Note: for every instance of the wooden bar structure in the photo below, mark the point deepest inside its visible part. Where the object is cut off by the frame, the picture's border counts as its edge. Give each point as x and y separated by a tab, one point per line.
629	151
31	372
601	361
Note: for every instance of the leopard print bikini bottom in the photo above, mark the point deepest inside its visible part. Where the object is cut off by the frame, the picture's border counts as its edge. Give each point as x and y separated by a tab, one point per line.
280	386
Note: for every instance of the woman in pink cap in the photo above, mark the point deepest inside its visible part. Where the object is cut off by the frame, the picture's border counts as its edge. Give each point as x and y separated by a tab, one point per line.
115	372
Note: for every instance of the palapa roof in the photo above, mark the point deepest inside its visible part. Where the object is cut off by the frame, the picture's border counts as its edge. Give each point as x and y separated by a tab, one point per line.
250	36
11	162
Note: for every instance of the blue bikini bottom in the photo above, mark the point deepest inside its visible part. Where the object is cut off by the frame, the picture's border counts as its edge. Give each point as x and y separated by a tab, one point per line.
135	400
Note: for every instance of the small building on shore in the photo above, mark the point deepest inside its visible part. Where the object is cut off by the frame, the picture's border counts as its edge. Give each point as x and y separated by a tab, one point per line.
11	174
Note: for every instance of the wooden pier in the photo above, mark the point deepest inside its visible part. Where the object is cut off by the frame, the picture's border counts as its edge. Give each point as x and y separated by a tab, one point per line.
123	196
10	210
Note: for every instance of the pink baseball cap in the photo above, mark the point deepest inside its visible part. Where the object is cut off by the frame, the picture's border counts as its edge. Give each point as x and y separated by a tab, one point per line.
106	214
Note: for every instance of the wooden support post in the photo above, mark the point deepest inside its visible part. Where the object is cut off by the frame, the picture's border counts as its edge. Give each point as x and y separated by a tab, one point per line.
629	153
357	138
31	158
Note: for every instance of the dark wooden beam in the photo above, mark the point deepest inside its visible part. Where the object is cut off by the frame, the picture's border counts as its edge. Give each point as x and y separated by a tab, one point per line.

§

ESERCIZIO –
Riscrivi l'intero elenco sostituendo "palapa roof" con "thatched roof" e lasciando invariato tutto il resto.

RISPOSTA COMPLETA –
Note: for every instance of the wooden bar structure in the photo below, mark the point deepest inside its visible part. Where the object is cut off by the frame, the picture's border counts as its edge. Give each point as x and y separated by a tab, one point per line.
629	151
31	372
601	361
Note: for every instance of the leopard print bikini bottom in the photo above, mark the point deepest inside its visible part. Where the object is cut off by the frame, the picture's border counts as its edge. Give each point as x and y separated by a tab, one point per line.
280	386
Note: for every instance of the woman in pink cap in the photo above, mark the point deepest inside its visible part. Where the object is cut off by the frame, the picture's border counts as its edge. Give each point as x and y separated by a tab, one point per line.
115	372
Note: for every instance of the thatched roof in the photo above, mark the point deepest inside its visible part. Where the object is cut off by the frame, the picture's border counts as its edge. Give each point as x and y separated by a tab, one point per line.
250	36
11	162
Note: for every instance of the blue bikini bottom in the photo above, mark the point deepest inside its visible part. Where the object is cut off by the frame, the picture's border counts as its edge. Give each point as x and y separated by a tab, one point per line.
135	400
Note: for every instance of the small building on shore in the photo above, mark the point deepest inside its visible part. Where the object is cut off by the frame, the picture's border counts as its edge. Give each point as x and y separated by a tab, one point per line.
11	174
Note: for every instance of the wooden pier in the photo above, mark the point deepest inside its visible part. Where the object is cut off by the frame, the picture's border counts as its edge. Give each point as x and y separated by a tab, one point per line.
123	196
10	210
Note: for every instance of the pink baseball cap in the photo above, mark the point deepest inside its visible part. Where the object is cut off by the frame, the picture's border counts as its edge. Give each point as x and y separated by a tab, one point per line.
106	214
Note: for every instance of the wooden support post in the photo above, mark the point deepest inside its visible part. Where the object is cut off by the frame, the picture's border counts as its edge. Give each point as x and y separated by a tab, one point per line.
629	153
357	138
31	158
Note: for every instance of the dark wooden beam in the photo above, mark the point deepest inside its visible part. Where the object is cut off by the frame, the picture's border counts as its edge. Give each point as x and y separated by a tab, one point per line.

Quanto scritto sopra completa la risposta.